Data extracted from a collection

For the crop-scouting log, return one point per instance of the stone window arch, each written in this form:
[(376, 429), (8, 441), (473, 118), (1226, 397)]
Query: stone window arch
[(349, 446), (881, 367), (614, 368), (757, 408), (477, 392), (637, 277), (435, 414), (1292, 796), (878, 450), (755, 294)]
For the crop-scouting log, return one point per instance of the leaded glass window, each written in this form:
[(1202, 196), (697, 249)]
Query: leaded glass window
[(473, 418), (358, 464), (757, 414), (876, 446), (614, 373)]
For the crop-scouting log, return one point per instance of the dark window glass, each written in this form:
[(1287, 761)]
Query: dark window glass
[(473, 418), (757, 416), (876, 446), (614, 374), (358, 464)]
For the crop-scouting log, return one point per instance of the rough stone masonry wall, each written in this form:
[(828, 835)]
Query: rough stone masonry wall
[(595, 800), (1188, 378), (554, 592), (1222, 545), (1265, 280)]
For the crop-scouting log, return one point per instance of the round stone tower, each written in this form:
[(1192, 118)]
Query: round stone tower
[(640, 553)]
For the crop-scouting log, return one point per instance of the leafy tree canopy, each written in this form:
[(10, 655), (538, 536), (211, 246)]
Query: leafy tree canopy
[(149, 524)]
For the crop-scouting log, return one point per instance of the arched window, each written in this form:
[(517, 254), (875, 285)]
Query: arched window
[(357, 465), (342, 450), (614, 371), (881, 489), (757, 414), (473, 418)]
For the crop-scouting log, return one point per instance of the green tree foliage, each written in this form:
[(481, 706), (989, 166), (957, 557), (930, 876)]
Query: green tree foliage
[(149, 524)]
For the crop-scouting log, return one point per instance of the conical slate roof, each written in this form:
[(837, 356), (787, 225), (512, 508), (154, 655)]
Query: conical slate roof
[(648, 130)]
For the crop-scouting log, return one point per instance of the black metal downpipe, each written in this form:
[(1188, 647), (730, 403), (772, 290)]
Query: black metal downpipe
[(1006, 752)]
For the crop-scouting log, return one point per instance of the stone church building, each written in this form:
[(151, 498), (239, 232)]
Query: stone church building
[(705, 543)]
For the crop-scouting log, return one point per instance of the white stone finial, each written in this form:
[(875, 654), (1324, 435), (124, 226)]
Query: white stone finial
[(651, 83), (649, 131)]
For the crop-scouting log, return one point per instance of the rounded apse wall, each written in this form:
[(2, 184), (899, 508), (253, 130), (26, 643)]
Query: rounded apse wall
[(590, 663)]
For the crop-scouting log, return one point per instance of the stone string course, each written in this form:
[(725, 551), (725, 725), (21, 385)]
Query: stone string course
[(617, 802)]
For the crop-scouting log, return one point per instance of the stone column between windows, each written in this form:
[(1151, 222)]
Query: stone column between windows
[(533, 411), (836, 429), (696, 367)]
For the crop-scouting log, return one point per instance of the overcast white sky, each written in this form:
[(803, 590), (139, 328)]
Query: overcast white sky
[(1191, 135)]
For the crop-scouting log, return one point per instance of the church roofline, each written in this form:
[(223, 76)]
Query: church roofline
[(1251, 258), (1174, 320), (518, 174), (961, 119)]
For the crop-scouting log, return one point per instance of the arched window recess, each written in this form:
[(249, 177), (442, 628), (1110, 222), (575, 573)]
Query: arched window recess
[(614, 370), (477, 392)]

==

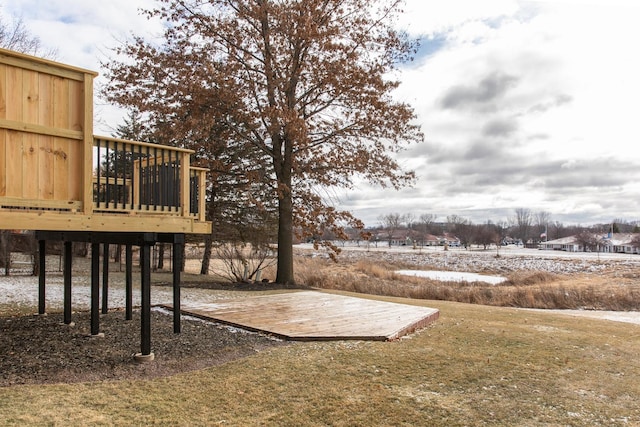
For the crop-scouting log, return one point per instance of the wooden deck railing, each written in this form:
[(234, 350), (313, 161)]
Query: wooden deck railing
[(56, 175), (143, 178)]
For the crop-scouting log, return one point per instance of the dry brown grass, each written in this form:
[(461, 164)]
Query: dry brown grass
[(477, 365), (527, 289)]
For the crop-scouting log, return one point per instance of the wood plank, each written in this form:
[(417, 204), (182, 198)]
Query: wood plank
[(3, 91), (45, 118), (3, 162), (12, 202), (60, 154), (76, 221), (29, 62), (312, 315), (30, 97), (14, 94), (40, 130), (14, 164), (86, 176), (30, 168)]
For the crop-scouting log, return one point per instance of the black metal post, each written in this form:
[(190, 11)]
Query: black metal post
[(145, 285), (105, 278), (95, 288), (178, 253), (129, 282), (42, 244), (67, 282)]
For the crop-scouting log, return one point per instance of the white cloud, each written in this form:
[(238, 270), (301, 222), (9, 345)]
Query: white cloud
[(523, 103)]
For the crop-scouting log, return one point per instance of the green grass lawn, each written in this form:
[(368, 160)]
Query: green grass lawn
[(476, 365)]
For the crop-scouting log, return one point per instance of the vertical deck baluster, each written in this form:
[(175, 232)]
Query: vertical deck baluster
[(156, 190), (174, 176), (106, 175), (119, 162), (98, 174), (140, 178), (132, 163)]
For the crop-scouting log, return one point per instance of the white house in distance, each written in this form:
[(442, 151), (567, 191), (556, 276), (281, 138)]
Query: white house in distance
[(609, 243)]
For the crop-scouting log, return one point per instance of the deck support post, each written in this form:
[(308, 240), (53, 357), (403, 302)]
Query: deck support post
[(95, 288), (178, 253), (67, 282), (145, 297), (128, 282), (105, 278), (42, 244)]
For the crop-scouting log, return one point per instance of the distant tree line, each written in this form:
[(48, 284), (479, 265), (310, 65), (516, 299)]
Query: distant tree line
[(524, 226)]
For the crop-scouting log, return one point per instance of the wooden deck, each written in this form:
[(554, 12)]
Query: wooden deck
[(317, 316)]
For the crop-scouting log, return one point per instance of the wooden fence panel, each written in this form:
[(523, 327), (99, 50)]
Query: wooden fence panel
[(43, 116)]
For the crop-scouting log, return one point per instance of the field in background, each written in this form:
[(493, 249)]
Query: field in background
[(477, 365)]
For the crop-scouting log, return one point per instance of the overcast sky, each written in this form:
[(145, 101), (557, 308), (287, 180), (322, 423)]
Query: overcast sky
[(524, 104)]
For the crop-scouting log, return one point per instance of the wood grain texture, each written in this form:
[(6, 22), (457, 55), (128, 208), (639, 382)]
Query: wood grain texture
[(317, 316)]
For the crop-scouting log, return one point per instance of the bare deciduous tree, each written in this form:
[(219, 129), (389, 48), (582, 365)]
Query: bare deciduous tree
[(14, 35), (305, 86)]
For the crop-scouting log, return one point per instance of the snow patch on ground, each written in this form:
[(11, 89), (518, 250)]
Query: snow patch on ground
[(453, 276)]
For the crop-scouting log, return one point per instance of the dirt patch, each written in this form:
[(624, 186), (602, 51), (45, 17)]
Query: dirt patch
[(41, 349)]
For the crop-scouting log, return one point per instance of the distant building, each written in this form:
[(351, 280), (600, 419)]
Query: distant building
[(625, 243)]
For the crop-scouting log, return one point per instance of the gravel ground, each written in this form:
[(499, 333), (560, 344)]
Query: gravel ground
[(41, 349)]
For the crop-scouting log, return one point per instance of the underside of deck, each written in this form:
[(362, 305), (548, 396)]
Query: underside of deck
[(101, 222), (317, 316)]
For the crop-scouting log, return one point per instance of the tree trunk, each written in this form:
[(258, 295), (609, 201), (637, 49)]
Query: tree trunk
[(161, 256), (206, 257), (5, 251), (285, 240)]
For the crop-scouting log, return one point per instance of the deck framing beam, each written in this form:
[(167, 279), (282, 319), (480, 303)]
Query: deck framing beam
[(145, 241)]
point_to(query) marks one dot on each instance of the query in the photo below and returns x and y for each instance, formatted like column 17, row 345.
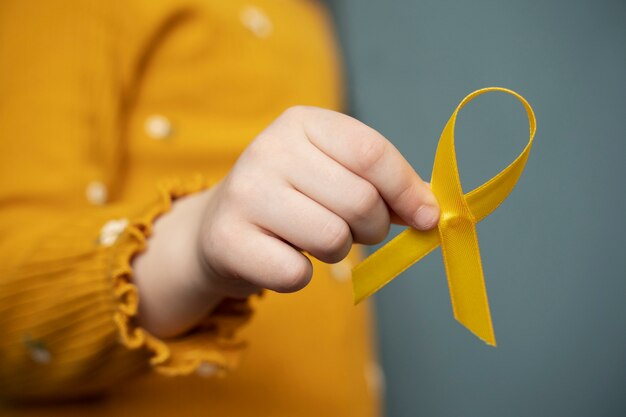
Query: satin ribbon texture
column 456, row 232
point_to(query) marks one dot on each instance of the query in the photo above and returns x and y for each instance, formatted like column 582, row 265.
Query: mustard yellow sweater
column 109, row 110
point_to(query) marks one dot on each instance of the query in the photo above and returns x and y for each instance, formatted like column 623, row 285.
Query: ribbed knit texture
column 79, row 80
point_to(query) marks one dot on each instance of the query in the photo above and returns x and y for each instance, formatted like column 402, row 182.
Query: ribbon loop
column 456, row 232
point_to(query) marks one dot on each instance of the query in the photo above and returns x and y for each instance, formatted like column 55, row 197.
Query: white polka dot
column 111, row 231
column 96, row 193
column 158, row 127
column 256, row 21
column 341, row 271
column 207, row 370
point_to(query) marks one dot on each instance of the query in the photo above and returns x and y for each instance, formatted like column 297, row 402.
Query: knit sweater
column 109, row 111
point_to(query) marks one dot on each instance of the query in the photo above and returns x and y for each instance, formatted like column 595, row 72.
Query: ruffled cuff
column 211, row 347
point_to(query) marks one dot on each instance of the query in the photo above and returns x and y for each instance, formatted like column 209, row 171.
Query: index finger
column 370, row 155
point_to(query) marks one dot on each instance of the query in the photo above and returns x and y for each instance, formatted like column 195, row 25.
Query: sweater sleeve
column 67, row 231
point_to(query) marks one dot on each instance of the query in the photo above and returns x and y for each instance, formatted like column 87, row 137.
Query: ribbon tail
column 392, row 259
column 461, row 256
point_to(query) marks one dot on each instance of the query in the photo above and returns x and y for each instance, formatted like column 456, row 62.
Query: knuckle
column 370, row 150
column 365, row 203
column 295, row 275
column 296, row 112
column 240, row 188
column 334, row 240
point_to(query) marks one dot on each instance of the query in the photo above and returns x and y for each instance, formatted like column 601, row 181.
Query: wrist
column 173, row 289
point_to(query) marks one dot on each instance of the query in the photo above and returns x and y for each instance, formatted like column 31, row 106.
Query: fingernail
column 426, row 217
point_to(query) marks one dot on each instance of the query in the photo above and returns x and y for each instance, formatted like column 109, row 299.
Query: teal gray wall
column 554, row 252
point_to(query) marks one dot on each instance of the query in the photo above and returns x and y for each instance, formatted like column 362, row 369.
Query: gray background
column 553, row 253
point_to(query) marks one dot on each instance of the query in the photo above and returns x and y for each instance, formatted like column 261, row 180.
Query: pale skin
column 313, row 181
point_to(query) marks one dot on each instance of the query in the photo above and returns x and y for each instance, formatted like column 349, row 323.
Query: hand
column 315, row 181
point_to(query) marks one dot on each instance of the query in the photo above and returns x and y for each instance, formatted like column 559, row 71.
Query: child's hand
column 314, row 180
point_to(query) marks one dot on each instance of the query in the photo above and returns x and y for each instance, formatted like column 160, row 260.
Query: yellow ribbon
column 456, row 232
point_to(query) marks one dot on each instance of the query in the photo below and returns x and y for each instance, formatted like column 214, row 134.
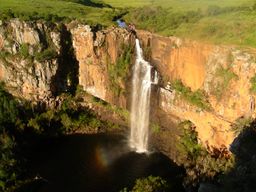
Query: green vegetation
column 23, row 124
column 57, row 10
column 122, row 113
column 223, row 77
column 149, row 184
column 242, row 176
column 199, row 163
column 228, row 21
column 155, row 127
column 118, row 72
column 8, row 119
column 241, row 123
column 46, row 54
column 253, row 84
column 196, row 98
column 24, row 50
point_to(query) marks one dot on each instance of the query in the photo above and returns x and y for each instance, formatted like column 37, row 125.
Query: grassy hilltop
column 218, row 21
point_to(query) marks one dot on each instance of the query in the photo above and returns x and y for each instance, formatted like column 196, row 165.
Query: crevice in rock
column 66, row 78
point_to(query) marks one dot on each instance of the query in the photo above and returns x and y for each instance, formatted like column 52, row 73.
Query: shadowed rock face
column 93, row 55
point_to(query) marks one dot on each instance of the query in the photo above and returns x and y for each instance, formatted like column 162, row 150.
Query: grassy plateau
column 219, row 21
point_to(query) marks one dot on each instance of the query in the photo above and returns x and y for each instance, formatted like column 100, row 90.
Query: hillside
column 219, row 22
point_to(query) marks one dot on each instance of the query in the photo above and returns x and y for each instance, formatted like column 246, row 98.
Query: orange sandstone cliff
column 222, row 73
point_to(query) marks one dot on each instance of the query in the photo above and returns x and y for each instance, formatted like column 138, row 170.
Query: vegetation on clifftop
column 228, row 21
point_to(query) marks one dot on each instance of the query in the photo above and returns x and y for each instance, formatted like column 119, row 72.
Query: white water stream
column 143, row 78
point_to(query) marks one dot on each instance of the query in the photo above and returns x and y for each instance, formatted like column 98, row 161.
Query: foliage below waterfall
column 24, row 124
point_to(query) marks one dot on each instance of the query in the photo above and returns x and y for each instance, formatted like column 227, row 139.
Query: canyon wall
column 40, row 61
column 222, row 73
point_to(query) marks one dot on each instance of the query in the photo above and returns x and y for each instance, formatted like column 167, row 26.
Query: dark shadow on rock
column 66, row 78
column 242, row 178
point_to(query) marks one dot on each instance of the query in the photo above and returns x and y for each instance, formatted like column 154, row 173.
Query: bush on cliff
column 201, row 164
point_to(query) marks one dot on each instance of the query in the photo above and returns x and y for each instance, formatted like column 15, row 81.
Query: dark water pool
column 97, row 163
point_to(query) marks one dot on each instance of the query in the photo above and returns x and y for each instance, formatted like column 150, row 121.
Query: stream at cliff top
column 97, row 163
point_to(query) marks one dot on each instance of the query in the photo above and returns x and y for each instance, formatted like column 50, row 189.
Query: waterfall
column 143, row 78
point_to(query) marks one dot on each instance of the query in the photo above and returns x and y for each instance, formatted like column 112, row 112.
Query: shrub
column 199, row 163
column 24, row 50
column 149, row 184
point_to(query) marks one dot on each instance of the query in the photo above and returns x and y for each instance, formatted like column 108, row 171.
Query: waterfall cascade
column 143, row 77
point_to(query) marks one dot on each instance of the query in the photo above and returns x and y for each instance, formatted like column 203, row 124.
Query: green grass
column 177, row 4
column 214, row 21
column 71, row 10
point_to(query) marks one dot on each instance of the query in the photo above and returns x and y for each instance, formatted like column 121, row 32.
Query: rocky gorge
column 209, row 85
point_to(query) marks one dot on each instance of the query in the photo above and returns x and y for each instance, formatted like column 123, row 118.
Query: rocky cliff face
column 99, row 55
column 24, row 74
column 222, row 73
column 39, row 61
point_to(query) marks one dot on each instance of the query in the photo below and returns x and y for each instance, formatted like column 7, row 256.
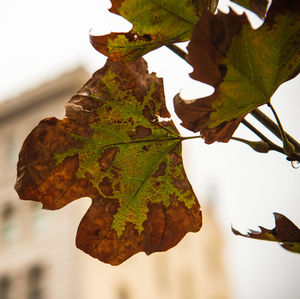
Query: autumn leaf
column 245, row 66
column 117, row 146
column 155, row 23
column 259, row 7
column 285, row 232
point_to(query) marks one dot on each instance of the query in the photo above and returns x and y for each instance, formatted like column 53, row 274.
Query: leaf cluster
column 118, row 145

--

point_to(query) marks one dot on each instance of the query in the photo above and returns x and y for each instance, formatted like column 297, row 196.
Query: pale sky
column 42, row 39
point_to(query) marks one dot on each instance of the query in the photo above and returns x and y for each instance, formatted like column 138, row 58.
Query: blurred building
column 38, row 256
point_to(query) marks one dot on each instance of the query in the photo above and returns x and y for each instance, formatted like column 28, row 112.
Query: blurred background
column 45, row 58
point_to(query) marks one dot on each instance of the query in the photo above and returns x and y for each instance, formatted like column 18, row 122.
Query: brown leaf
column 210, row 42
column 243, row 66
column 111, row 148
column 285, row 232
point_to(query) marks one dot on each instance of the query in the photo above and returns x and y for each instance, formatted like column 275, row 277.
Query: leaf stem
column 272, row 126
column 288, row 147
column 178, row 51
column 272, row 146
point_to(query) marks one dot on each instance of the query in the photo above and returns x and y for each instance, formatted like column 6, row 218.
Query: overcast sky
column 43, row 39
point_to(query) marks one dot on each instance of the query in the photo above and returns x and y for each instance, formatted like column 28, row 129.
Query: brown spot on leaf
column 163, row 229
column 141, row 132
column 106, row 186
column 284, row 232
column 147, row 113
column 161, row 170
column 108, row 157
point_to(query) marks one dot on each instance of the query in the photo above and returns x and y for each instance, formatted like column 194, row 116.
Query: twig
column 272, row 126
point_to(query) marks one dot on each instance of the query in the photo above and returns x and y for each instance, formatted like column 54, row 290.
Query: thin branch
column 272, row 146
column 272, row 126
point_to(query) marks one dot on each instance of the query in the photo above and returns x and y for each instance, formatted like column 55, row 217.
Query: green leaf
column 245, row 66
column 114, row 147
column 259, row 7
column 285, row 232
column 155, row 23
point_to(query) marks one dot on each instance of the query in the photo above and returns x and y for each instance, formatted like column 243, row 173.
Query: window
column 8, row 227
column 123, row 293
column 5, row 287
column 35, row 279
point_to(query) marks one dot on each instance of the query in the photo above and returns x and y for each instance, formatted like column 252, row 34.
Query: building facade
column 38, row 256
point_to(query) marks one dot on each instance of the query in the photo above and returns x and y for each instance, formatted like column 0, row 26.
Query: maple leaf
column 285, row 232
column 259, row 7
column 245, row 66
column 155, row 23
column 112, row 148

▸ **Aim of the task**:
All lines in the data above from the one with "overcast sky, each" through the one with "[(258, 295), (609, 201), (637, 49)]" must be repeated exactly, and no others.

▸ **Task response**:
For the crop-scouting log, return one point per instance of the overcast sky, each written in this form:
[(145, 101), (557, 308), (287, 180), (322, 423)]
Query: overcast sky
[(524, 104)]
For the crop-scouting log, return one point per instance of the wood grain texture, each written in this form:
[(6, 22), (457, 55), (128, 208), (639, 382)]
Query: wood grain texture
[(317, 316)]
For the crop-scouting log, return one point per instance of the bare deciduous tree, each written in this form:
[(219, 129), (389, 48), (582, 365)]
Query: bare deciduous tree
[(14, 35), (305, 86)]
For the crop-scouting log, return one point per instance of the snow patch on ground, each written in this form:
[(11, 89), (518, 250)]
Query: snow patch on ground
[(453, 276)]
For the crop-scouting log, return one point per instance of the dirt patch, each written in this form:
[(624, 186), (602, 51), (45, 17)]
Query: dirt patch
[(41, 349)]
For the crop-scouting log, return one point per instance of the distant building, each written in this form:
[(351, 280), (600, 419)]
Query: distant building
[(625, 243)]
For the crop-scouting log, return one point per instance of the gravel ground, each written in this form:
[(499, 333), (560, 344)]
Query: gravel ground
[(41, 349)]
For the crop-scouting log, return one point per instance of the underside of deck, each written in this form:
[(362, 305), (548, 396)]
Query: underside of deck
[(101, 222), (317, 316)]
For the crop-scouting log, return one point per instance of the tree trunk, each written in this form:
[(258, 295), (609, 201), (637, 49)]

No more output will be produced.